# Aim of the exercise
Below this line is a set of entries; quote exactly the lines from the line that contains "of the nostril" to the line that contains "of the forehead", both lines included.

====== Material to process ======

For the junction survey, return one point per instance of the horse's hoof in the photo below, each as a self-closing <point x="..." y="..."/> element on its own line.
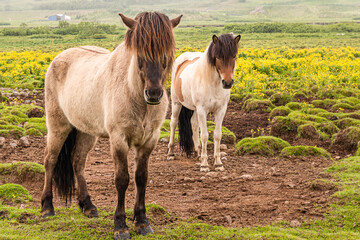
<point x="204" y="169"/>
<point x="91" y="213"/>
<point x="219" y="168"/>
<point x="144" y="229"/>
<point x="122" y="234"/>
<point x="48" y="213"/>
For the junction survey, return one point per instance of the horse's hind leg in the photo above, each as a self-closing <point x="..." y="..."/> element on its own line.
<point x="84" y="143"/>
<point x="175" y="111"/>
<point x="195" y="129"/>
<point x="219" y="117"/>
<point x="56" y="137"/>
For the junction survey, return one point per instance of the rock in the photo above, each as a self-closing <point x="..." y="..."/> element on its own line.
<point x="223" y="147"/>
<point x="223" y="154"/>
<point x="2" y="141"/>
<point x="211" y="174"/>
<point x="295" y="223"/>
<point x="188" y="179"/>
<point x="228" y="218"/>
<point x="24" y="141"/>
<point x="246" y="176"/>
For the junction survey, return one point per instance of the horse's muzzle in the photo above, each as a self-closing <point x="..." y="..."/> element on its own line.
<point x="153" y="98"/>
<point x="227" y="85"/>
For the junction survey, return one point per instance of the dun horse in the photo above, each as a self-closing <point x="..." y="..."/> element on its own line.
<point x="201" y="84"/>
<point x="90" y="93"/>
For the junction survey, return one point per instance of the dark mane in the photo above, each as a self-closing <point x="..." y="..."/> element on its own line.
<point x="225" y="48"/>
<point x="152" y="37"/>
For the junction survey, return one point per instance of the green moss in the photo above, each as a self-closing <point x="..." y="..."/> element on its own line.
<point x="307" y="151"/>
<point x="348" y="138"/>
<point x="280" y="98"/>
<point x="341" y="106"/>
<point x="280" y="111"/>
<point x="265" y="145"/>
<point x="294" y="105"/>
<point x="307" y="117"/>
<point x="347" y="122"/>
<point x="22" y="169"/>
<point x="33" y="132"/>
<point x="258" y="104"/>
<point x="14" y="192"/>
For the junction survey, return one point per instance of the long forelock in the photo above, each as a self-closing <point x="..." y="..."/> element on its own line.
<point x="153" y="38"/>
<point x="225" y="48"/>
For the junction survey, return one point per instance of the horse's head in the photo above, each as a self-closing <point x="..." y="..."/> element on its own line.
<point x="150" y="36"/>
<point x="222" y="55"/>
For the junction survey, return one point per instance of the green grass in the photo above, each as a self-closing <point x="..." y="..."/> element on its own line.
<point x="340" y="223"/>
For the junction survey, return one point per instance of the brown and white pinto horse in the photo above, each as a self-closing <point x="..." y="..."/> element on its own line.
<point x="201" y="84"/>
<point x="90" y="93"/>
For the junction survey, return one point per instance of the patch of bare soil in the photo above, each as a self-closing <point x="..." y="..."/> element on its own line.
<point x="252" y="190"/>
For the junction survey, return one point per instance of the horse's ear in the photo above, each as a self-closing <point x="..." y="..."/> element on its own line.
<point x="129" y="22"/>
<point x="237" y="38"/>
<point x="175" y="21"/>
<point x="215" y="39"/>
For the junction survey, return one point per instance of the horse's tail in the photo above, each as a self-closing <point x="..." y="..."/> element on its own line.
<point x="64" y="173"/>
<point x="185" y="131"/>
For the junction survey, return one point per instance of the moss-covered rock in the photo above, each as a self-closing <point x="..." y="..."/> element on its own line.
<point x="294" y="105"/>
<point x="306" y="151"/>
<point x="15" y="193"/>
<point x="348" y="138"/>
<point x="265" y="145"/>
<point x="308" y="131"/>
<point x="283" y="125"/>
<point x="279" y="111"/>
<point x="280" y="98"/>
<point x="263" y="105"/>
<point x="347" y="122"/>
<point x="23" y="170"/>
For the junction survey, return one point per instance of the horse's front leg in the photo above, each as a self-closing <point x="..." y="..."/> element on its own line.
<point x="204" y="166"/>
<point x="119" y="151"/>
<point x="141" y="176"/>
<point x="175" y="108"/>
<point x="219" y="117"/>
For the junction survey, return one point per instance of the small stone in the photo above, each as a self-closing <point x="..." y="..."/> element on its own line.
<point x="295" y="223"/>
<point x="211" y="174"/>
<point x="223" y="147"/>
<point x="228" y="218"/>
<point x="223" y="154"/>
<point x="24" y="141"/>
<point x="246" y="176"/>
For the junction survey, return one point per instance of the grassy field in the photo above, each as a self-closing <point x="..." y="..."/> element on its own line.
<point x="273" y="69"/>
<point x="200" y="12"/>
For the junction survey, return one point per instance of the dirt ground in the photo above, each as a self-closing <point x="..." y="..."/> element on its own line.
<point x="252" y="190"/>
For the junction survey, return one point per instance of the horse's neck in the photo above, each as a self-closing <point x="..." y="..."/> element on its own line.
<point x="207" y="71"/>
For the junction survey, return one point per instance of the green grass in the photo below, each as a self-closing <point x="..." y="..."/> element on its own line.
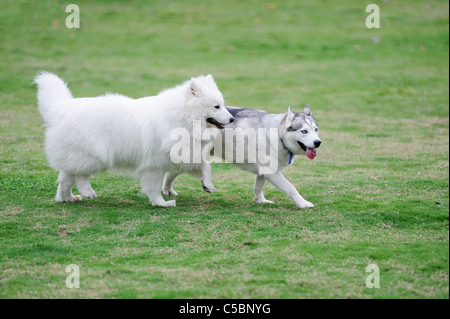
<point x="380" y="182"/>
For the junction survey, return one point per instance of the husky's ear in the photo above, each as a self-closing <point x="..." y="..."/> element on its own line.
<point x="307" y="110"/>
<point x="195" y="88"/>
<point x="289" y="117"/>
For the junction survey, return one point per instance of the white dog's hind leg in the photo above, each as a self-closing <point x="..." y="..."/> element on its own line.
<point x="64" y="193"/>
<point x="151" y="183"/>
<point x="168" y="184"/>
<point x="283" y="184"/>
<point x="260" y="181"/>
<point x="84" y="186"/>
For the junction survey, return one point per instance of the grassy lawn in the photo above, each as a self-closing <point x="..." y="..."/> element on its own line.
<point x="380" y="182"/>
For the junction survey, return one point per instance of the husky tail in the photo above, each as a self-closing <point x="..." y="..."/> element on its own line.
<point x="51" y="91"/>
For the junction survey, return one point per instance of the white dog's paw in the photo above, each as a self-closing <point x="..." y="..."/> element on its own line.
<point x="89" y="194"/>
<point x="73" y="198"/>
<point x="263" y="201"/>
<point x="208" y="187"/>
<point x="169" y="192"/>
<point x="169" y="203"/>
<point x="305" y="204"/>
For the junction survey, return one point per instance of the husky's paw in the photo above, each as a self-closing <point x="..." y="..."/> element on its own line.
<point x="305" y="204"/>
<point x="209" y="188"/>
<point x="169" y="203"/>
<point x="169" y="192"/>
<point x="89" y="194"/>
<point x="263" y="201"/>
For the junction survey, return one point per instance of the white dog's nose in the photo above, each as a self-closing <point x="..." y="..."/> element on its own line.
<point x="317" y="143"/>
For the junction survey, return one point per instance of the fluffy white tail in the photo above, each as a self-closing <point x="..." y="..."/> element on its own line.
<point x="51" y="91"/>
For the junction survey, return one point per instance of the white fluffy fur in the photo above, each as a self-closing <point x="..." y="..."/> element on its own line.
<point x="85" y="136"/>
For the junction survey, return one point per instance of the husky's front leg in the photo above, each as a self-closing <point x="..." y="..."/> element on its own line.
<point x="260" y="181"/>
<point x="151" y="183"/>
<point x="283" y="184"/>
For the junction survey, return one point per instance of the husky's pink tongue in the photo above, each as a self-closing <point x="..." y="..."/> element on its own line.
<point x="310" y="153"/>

======
====== Material to process ======

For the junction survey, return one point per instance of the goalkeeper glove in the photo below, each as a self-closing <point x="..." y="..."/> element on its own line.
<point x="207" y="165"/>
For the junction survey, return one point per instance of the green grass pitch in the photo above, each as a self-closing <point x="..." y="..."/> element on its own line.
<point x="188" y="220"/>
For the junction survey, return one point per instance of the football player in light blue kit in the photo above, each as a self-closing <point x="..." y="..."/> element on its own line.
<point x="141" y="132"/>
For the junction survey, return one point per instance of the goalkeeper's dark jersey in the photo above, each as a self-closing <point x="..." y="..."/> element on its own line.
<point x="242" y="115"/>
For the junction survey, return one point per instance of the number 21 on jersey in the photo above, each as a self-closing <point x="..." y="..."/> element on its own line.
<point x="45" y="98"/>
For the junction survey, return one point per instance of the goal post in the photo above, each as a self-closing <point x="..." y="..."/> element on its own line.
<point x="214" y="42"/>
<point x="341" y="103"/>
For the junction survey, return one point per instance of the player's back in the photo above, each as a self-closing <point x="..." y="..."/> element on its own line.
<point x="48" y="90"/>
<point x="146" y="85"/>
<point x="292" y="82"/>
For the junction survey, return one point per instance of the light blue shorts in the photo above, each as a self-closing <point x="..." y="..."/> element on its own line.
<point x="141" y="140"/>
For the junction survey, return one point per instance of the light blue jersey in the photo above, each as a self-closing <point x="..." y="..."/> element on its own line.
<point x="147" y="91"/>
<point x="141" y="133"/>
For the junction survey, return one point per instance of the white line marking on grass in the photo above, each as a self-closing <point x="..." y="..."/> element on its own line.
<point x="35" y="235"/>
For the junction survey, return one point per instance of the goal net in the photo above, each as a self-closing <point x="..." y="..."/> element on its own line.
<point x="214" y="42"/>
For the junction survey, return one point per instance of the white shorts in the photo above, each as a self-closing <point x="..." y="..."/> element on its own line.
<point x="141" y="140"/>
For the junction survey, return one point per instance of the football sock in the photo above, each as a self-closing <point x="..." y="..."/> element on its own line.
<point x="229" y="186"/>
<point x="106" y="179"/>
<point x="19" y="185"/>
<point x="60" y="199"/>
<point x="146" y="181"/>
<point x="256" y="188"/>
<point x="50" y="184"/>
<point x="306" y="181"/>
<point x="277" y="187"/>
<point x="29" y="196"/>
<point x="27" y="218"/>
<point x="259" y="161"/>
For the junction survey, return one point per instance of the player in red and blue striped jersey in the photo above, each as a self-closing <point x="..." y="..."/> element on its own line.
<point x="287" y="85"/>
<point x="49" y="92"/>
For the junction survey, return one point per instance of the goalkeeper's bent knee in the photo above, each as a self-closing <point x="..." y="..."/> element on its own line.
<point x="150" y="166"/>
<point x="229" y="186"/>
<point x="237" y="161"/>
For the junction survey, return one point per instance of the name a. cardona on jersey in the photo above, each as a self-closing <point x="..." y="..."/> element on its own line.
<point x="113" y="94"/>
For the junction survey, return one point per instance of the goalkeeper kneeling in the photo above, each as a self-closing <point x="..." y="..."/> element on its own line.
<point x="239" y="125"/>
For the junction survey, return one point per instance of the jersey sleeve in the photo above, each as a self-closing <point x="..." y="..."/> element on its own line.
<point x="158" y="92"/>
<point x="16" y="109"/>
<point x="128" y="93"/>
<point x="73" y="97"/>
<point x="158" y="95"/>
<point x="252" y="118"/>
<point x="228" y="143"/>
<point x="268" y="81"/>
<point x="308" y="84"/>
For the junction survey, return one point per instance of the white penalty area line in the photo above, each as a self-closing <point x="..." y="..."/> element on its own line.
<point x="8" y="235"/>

======
====== Material to process ======

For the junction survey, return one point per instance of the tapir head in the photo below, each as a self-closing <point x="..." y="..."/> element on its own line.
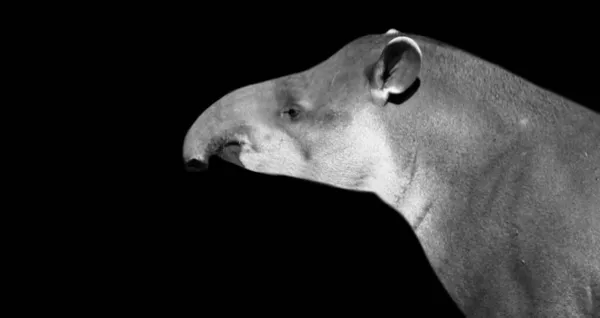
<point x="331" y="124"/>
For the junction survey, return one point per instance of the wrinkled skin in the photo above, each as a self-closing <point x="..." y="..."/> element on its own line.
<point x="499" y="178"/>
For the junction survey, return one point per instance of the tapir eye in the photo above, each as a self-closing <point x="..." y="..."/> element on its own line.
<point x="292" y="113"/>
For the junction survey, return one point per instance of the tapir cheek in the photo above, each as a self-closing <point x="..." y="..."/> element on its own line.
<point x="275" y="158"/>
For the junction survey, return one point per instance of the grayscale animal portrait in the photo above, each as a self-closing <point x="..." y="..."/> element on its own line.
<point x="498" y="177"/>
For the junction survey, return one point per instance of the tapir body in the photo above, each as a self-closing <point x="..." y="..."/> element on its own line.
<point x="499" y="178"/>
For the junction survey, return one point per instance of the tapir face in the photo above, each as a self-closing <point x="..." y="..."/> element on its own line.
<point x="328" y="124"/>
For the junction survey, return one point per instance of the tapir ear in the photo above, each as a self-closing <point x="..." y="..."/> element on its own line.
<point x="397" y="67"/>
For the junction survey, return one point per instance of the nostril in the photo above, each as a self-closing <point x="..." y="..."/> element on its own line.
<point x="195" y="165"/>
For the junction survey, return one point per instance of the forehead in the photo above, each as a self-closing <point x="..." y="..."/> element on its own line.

======

# The answer
For the junction survey, return one point per instance of the nostril in the photo above, each as a self-closing <point x="..." y="..."/> element on its own line.
<point x="195" y="165"/>
For the junction survey, return one point per instance of the forehead in the photo above, each as a self-closing <point x="..." y="..."/> element on its own line.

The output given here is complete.